**引用段落**
对修筑青藏公路决策过程的考证论文

对修筑青藏公路决策过程的考证

李新文,戴 燕

(青海师范大学 人文学院,青海 西宁 810008)

摘 要: 1953年西藏运输总队成立后,慕生忠一面组织运粮事宜,一面开始筹划在青藏线筑路。发现格尔木入藏新线后,慕生忠为了勘测在此线筑路的可行性,派出两支马车探路队入藏。1954年初探路成功后,慕生立即到北京申请筑路,在彭德怀的帮助下,周恩来总理批准了请示修筑青藏公路(格尔木到可可西里段)的报告。随后,慕生忠借助西藏运输总队的班底建立起了筑路队伍。青藏公路的决策过程,体现了新中国成立初慕生忠等老一辈的革命家和建设者赤诚的爱国情怀和开发祖国边疆的昂扬斗志。

**待办事项**
- 1) 根据这篇青藏公路考证文章,慕生忠为了勘测在格尔木入藏新线筑路的可行性,派出了几支马车探路队?
- 2) 请把记录中从开头一直到含有“535 174 L 514”的那一行(两端都包括)重新写出来,将其中的“house with balcony”改名为“villa with balcony”,其余内容保持不变。
这篇青藏公路考证文章与下面的记录没有任何关联。

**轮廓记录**
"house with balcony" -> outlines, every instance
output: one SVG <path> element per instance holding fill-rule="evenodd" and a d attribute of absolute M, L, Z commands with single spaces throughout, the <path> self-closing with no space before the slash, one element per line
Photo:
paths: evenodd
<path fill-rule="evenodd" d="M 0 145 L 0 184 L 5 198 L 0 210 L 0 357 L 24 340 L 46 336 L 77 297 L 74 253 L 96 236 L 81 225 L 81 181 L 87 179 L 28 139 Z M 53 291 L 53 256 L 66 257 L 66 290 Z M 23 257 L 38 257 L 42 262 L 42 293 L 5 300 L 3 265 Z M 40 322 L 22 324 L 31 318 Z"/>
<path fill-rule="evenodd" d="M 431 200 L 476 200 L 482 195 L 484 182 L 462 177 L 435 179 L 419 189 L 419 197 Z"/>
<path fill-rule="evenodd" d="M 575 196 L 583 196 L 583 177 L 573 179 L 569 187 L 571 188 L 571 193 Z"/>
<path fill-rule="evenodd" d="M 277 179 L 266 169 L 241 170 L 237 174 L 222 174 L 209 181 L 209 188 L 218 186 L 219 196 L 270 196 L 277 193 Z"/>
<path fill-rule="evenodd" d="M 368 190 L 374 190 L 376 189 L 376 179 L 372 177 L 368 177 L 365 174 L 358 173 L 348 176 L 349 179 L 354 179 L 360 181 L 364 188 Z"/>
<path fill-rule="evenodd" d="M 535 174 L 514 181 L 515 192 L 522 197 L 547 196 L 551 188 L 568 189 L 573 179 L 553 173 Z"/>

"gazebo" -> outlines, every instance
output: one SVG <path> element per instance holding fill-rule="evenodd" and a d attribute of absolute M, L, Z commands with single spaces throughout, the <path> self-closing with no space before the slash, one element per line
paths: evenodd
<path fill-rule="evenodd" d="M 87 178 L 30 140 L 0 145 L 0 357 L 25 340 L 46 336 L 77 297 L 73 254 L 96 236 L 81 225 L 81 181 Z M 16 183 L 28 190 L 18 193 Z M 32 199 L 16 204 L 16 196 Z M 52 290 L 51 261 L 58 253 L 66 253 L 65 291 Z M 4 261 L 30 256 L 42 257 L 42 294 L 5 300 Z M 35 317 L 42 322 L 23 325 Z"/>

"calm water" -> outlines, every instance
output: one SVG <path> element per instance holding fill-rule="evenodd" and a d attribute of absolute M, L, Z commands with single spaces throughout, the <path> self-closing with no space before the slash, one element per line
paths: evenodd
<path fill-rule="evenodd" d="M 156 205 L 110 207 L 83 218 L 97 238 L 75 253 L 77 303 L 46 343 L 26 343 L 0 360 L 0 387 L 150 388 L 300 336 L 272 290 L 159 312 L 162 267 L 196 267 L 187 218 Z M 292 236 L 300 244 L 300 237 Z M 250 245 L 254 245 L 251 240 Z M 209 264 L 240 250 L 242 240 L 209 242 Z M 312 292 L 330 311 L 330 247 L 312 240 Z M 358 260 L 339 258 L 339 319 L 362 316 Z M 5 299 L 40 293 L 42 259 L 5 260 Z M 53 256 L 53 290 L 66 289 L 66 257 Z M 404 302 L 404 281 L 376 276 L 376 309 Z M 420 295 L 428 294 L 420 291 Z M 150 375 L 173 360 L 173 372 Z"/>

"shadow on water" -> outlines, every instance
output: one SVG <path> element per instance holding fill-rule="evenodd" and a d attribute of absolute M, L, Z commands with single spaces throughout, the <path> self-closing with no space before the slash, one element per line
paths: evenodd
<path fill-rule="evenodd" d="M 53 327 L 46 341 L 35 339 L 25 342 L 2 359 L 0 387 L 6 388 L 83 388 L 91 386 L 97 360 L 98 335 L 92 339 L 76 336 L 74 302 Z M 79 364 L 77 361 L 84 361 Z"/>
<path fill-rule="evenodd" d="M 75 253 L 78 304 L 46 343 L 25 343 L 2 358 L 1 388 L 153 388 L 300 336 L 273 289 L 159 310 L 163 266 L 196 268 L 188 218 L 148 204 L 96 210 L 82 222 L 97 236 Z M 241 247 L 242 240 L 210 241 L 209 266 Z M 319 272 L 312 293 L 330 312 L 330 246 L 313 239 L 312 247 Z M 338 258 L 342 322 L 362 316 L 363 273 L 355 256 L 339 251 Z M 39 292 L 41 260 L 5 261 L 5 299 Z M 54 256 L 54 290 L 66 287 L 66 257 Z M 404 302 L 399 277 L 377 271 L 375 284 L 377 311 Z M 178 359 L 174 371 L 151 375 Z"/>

**任务结果**
- 1) 两支。

- 2)
"villa with balcony" -> outlines, every instance
output: one SVG <path> element per instance holding fill-rule="evenodd" and a d attribute of absolute M, L, Z commands with single spaces throughout, the <path> self-closing with no space before the slash, one element per line
Photo:
paths: evenodd
<path fill-rule="evenodd" d="M 0 145 L 0 184 L 5 198 L 0 210 L 0 357 L 24 340 L 46 336 L 77 297 L 74 253 L 96 236 L 81 225 L 81 181 L 87 179 L 28 139 Z M 53 291 L 53 256 L 66 257 L 66 290 Z M 23 257 L 38 257 L 42 262 L 42 293 L 5 300 L 3 265 Z M 40 322 L 22 324 L 31 318 Z"/>
<path fill-rule="evenodd" d="M 431 200 L 476 200 L 482 195 L 484 182 L 462 177 L 435 179 L 419 189 L 419 197 Z"/>
<path fill-rule="evenodd" d="M 575 196 L 583 196 L 583 177 L 573 179 L 569 187 L 571 188 L 571 193 Z"/>
<path fill-rule="evenodd" d="M 277 179 L 266 169 L 241 170 L 237 174 L 222 174 L 209 181 L 209 188 L 218 186 L 219 196 L 270 196 L 277 193 Z"/>
<path fill-rule="evenodd" d="M 368 190 L 374 190 L 376 189 L 376 179 L 372 177 L 368 177 L 365 174 L 358 173 L 348 176 L 349 179 L 354 179 L 360 181 L 364 188 Z"/>
<path fill-rule="evenodd" d="M 535 174 L 514 181 L 515 192 L 522 197 L 547 196 L 551 188 L 568 189 L 573 179 L 553 173 Z"/>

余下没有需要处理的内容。